#### PROBLEM REQUIREMENTS:
Reproduce the passage on revolutionary fears of counterrevolution, starting at "What is also" and ending at "revolutions in general.".

What is also important in this context is the extent to which the revolutionaries feared counterrevolution, and the very words and goals of the counterrevolutionaries. Tackett makes it clear that on the eve of war with other European powers, tensions and fears became heightened. "For well over a year [the deputies] had spoken endlessly, had been haunted by the menace of a ‘grand conspiracy.’ It now seemed patently clear that the external and internal assaults were all of a piece, all working together to destroy the Revolution." [16] Despite the real fears that the revolutionaries had of counterrevolution, much like Tackett documents, counterrevolution is typically glossed over throughout the history of revolutions in general.

#### GIVEN RECORDS:
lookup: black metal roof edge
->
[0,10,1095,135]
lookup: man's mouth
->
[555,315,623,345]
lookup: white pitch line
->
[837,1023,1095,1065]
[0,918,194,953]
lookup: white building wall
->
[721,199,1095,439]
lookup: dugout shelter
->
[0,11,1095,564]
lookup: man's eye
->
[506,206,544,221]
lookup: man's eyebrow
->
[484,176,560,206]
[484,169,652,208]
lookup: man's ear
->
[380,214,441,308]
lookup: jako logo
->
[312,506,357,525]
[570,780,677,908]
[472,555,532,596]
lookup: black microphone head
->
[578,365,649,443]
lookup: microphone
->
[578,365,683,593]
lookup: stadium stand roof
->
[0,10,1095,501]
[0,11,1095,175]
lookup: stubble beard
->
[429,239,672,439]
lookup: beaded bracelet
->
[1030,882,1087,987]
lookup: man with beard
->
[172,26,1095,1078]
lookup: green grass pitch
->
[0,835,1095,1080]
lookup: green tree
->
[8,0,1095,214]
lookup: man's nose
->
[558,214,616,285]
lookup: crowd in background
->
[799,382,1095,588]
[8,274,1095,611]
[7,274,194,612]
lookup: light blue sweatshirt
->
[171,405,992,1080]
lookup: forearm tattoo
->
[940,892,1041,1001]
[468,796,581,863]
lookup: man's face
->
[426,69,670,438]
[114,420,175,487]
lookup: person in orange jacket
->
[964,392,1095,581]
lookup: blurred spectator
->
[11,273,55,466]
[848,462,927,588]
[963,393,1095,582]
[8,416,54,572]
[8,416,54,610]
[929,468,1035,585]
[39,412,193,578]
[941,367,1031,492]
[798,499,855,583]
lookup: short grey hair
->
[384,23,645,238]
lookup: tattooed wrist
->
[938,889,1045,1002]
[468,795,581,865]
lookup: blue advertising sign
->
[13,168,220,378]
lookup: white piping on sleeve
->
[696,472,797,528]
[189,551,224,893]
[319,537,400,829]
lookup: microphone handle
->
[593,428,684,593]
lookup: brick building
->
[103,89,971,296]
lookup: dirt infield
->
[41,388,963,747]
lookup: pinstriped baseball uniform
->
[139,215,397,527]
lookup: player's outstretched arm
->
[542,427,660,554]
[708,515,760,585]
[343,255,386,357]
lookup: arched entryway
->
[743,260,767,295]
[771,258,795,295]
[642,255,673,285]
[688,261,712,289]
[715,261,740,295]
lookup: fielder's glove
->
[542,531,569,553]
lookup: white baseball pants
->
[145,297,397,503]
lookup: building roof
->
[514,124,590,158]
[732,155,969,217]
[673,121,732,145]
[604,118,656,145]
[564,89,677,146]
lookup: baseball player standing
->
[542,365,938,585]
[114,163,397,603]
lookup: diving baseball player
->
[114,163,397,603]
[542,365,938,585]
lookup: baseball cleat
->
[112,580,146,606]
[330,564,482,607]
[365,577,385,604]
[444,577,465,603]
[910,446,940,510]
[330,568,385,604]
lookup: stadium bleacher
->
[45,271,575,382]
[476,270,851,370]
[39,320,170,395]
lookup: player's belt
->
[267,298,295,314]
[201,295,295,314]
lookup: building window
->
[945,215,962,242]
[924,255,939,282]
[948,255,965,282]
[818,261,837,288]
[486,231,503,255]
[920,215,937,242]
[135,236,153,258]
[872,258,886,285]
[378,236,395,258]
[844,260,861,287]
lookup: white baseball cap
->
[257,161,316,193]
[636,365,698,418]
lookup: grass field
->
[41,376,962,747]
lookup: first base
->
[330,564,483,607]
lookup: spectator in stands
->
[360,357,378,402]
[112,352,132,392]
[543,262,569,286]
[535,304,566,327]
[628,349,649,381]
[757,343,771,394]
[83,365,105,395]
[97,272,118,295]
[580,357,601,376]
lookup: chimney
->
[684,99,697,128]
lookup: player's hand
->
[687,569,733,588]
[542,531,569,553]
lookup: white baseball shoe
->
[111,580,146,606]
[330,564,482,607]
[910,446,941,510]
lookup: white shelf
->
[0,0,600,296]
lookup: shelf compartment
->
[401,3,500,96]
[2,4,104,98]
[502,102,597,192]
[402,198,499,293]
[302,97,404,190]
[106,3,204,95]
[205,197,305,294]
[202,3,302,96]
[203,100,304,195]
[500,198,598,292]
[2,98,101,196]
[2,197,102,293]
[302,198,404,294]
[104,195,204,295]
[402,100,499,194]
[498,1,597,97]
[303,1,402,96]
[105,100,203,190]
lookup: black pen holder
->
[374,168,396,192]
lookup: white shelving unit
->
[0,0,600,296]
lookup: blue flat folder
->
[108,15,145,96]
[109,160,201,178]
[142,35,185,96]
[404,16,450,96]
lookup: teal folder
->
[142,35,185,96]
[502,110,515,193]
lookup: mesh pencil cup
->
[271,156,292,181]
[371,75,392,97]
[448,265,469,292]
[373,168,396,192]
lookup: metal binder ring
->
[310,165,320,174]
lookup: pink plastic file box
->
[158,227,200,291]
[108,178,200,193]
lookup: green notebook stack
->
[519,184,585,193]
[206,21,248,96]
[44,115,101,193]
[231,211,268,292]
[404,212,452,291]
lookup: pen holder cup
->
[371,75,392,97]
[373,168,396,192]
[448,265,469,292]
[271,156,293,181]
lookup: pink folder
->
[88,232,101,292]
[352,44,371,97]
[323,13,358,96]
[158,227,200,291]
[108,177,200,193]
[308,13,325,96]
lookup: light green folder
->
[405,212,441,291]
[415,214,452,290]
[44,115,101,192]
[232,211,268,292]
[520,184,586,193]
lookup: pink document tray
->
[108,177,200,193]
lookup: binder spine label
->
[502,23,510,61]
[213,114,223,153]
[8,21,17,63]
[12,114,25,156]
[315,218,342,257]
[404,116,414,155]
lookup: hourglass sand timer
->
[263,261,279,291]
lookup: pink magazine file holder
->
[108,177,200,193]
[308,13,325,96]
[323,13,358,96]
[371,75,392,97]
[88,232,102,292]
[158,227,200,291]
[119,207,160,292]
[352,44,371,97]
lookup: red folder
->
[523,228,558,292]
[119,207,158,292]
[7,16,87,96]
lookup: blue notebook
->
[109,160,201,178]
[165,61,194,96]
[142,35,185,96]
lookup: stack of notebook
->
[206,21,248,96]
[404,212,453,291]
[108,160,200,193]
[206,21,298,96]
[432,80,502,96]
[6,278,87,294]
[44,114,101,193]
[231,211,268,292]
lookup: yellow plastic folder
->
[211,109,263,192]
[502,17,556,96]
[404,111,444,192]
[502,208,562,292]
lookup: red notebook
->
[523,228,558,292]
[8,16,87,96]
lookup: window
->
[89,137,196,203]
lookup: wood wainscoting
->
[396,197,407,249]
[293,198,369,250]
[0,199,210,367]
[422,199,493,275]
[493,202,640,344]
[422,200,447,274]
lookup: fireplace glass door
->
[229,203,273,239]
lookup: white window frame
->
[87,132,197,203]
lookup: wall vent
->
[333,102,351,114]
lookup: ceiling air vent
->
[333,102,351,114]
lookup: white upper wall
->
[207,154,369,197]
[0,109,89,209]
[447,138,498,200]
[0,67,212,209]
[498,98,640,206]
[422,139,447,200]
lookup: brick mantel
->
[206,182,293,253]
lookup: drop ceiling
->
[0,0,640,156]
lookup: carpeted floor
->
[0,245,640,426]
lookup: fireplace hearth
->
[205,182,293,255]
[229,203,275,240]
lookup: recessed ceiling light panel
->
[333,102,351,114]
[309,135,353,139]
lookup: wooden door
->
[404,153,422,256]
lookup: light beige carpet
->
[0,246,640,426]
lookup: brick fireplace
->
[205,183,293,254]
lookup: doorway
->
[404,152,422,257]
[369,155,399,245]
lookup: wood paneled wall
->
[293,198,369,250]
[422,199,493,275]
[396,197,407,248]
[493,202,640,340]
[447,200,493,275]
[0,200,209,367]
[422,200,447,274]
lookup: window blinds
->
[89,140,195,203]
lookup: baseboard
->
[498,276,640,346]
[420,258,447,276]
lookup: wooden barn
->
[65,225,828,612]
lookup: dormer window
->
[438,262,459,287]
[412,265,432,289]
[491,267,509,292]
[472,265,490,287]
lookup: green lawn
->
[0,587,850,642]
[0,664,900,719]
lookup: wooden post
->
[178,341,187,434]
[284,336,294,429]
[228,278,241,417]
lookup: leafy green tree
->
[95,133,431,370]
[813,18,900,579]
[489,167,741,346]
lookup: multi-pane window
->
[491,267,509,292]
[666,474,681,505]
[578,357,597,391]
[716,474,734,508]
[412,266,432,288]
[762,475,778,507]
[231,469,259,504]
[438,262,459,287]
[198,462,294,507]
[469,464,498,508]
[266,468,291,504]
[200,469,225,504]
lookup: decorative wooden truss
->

#### EXERCISE SOLUTION:
What is also important in this context is the extent to which the revolutionaries feared counterrevolution, and the very words and goals of the counterrevolutionaries. Tackett makes it clear that on the eve of war with other European powers, tensions and fears became heightened. "For well over a year [the deputies] had spoken endlessly, had been haunted by the menace of a ‘grand conspiracy.’ It now seemed patently clear that the external and internal assaults were all of a piece, all working together to destroy the Revolution." [16] Despite the real fears that the revolutionaries had of counterrevolution, much like Tackett documents, counterrevolution is typically glossed over throughout the history of revolutions in general.